**Text passage**
=== Begin Enclosure ===

Transformation and Other Costs, and Asset Impairment Charges

We supplement the presentation of our operating profit, operating margin, income before income taxes, net income and earnings per share with non-GAAP measures that exclude the impact of charges related to transformation activities, asset impairments and other charges. We believe excluding the impact of these charges better enables users of our financial statements to view and evaluate underlying business performance from the perspective of management. We do not consider these costs when evaluating the operating performance of our business units, making decisions to allocate resources or in determining incentive compensation awards.

One-Time Compensation Payment

We supplement the presentation of our operating profit, operating margin, income before income taxes, net income and earnings per share with non-GAAP measures that exclude the impact of a one-time payment made to certain U.S.-based, non-union part-time supervisors following the ratification of our labor agreement with the Teamsters. We do not expect this or similar payments to recur. We believe excluding the impact of this one-time payment better enables users of our financial statements to view and evaluate underlying business performance from the same perspective as management.

Defined Benefit Pension and Postretirement Medical Plan Gains and Losses

We recognize changes in the fair value of plan assets and net actuarial gains and losses in excess of a 10% corridor (defined as 10% of the greater of the fair value of plan assets or the plan’s projected benefit obligation), as well as gains and losses resulting from plan curtailments and settlements, for our pension and postretirement defined benefit plans immediately as part of Investment income (expense) and other in the statements of consolidated income. We supplement the presentation of our income before income taxes, net income and earnings per share with adjusted measures that exclude the impact of these gains and losses and the related income tax effects. We believe excluding these defined benefit pension and postretirement plan gains and losses provides important supplemental information by removing the volatility associated with plan amendments and short-term changes in market interest rates, equity values and similar factors.

Free Cash Flow

We calculate free cash flow as cash flows from operating activities less capital expenditures, proceeds from disposals of property, plant and equipment, and plus or minus the net changes in other investing activities. We believe free cash flow is an important indicator of how much cash is generated by our ongoing business operations and we use this as a measure of incremental cash available to invest in our business, meet our debt obligations and return cash to shareowners.

=== End Enclosure ===

**Requirement**
Edit the passage on non-GAAP measures: write out everything from "Transformation and Other" down to "incentive compensation awards.", replacing "business units" with "operating segments". Rely on the text by itself.

**Natural-language descriptions of regions**
=== Begin Enclosure ===

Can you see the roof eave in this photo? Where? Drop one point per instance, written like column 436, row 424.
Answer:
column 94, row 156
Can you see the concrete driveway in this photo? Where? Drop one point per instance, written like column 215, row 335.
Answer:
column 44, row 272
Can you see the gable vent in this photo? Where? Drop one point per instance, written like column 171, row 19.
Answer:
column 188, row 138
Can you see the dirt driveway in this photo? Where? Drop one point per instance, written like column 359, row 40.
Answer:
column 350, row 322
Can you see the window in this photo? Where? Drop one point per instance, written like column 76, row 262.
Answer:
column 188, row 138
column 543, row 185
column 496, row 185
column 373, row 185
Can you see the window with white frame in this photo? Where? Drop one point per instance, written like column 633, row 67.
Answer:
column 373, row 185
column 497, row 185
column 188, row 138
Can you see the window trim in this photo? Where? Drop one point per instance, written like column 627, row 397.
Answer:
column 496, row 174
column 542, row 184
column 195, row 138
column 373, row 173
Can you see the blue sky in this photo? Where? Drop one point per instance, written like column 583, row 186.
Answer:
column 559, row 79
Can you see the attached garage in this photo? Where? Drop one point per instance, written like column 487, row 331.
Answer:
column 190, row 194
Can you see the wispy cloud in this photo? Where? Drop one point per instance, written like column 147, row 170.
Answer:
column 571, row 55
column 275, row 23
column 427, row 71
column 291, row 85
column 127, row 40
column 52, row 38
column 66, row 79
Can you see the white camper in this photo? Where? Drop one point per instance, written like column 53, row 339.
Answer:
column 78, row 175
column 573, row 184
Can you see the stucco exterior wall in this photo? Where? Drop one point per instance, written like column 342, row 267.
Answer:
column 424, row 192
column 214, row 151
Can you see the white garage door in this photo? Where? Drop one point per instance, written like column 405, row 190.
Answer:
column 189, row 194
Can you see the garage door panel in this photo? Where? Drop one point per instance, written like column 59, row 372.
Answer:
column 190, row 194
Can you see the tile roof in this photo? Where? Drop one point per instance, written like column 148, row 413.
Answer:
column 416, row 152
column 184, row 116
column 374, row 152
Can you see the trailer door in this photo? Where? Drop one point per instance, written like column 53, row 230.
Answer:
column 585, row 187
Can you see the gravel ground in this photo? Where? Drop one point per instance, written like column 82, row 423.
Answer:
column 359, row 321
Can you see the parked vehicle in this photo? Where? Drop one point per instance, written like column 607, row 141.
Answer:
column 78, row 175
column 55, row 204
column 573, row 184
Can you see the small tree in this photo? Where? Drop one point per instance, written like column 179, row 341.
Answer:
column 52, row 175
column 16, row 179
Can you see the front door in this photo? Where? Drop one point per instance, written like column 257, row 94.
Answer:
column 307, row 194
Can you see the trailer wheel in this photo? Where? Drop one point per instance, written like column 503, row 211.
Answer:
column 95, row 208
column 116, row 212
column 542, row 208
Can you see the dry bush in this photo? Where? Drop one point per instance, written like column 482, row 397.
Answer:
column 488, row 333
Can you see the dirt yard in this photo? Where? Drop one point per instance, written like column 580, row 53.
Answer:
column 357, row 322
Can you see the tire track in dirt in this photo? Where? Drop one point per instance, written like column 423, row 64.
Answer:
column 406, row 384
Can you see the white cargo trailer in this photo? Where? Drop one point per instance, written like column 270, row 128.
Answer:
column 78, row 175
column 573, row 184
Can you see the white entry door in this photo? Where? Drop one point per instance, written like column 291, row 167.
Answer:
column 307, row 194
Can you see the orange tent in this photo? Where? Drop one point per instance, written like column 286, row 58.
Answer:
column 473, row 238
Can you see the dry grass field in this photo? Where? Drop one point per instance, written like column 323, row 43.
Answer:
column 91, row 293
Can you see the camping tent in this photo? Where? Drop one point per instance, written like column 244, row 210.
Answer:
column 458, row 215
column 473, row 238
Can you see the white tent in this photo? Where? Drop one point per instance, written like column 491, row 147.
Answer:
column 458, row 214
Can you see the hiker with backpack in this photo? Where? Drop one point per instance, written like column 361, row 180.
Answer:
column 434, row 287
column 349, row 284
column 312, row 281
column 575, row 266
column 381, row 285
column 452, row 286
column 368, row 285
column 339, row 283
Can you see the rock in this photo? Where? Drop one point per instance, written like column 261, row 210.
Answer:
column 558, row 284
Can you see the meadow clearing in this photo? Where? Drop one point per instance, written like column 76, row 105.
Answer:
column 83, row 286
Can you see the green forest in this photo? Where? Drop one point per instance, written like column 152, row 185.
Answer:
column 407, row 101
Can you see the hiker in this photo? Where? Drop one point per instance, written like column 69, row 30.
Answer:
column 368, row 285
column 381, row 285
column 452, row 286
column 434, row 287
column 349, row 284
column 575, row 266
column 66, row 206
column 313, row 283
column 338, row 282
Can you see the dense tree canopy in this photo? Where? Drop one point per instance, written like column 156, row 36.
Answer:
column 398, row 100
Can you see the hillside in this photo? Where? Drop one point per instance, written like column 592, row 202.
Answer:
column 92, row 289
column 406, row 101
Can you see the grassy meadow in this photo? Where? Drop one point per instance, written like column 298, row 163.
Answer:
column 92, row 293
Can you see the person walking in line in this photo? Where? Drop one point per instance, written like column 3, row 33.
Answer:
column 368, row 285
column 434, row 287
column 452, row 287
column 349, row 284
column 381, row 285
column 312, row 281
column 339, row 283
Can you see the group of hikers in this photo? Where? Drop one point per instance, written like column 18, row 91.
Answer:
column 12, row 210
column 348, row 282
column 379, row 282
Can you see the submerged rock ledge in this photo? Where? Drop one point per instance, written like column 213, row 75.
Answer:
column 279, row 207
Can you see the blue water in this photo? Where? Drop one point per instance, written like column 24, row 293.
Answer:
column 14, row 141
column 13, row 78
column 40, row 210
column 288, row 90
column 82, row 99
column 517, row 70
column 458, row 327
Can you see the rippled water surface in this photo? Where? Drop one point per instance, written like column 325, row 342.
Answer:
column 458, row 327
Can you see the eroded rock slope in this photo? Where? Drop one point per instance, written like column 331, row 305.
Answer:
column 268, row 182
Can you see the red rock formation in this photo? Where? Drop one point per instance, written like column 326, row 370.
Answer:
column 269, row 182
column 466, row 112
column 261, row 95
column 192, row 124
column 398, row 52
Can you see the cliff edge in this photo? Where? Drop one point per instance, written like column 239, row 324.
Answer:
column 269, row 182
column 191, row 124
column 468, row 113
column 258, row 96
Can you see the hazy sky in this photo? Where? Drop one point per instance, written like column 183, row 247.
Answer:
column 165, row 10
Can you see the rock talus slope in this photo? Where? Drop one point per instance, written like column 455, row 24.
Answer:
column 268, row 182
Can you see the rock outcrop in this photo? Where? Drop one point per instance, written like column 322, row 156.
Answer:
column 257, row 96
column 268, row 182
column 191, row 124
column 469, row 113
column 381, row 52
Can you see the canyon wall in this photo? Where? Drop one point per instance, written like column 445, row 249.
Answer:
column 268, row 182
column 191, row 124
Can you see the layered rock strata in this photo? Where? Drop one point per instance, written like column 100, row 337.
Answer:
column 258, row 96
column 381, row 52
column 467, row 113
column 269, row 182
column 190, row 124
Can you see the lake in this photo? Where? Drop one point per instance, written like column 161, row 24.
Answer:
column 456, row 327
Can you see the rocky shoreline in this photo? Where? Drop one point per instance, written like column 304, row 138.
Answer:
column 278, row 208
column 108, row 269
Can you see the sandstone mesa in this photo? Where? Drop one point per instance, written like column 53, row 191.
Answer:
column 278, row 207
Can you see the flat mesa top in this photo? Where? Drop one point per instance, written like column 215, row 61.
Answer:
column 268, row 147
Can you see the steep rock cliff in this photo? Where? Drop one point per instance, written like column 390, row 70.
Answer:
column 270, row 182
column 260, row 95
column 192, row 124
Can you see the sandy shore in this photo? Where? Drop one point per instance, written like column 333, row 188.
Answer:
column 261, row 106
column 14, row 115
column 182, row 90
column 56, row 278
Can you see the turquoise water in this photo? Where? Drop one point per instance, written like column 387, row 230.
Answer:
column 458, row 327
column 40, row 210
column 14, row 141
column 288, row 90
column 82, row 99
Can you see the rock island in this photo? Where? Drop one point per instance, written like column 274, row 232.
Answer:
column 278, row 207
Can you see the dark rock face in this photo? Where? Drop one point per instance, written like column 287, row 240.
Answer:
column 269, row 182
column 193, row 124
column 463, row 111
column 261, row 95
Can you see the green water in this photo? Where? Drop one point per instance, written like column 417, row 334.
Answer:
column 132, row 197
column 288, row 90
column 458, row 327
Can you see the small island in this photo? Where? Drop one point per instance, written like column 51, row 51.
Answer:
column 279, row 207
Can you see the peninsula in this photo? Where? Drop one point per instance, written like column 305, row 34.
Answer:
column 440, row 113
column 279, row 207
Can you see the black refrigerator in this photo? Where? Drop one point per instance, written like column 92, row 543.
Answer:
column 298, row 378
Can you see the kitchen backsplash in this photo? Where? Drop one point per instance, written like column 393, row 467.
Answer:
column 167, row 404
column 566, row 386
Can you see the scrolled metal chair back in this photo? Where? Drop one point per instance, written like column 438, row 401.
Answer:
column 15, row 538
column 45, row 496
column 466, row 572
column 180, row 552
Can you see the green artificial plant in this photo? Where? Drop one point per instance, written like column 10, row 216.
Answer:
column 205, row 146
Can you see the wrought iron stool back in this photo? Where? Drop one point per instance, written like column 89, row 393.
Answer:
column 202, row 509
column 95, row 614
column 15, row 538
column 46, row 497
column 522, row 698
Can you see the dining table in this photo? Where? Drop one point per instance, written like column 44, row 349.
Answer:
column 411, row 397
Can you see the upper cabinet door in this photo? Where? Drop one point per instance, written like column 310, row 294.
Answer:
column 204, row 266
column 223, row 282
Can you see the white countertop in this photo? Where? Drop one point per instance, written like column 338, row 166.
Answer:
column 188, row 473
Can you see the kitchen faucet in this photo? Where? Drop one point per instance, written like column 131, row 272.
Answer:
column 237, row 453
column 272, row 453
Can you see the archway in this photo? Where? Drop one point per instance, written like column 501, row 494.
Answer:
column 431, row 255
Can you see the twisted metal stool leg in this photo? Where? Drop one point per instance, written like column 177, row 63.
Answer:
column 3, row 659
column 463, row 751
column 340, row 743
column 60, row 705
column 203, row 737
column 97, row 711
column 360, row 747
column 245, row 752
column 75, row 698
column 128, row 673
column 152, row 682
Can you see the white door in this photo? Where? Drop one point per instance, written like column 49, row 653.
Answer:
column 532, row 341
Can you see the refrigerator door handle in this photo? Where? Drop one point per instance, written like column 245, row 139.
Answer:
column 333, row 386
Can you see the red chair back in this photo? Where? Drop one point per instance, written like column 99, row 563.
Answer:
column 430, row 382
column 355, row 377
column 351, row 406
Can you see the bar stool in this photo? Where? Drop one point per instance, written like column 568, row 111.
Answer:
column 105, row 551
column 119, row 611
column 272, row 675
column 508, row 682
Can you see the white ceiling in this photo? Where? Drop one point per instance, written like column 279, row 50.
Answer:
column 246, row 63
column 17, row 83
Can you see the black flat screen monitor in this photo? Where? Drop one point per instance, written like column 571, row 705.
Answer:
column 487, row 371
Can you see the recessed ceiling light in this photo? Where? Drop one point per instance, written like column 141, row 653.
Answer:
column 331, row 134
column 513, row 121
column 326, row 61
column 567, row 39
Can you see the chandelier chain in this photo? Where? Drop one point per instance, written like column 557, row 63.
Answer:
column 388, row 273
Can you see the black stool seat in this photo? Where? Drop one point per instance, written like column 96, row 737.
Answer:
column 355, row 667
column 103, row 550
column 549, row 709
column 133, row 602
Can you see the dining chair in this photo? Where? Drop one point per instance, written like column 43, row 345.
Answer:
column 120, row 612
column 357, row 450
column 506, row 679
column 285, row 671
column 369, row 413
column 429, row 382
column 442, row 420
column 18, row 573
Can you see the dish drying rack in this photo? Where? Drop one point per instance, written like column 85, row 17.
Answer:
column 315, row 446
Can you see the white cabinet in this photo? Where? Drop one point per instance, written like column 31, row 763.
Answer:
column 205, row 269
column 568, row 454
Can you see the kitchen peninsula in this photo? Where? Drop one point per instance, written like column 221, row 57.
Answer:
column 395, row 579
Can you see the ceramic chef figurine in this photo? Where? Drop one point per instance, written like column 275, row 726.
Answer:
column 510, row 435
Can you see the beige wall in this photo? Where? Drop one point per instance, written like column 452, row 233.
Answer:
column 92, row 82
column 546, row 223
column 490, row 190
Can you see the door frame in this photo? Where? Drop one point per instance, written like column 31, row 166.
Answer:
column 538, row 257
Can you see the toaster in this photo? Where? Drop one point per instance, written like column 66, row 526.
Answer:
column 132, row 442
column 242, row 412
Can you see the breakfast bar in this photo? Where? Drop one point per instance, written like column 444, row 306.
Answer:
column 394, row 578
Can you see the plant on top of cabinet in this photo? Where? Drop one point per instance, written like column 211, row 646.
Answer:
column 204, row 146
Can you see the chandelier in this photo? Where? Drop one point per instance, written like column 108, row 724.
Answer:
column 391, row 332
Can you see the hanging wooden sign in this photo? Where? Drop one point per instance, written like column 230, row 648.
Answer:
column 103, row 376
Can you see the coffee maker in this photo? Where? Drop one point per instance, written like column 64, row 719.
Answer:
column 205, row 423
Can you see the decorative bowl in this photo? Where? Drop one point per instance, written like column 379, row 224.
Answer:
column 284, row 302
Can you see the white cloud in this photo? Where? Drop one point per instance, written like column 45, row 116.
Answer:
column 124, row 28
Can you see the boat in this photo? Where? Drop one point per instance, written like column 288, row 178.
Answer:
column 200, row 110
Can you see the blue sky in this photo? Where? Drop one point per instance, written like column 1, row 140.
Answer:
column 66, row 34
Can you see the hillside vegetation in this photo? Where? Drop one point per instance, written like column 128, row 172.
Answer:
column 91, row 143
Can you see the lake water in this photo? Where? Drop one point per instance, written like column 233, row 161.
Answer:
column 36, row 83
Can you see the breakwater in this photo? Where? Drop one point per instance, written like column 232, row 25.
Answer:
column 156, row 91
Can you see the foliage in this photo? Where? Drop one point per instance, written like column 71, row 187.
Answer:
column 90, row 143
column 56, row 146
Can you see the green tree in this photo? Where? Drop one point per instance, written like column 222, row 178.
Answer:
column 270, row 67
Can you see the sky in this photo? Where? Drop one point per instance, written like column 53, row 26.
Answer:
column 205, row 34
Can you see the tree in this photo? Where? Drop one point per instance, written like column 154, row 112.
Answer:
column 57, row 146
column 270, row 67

=== End Enclosure ===

**Response to the exercise**
Transformation and Other Costs, and Asset Impairment Charges

We supplement the presentation of our operating profit, operating margin, income before income taxes, net income and earnings per share with non-GAAP measures that exclude the impact of charges related to transformation activities, asset impairments and other charges. We believe excluding the impact of these charges better enables users of our financial statements to view and evaluate underlying business performance from the perspective of management. We do not consider these costs when evaluating the operating performance of our operating segments, making decisions to allocate resources or in determining incentive compensation awards.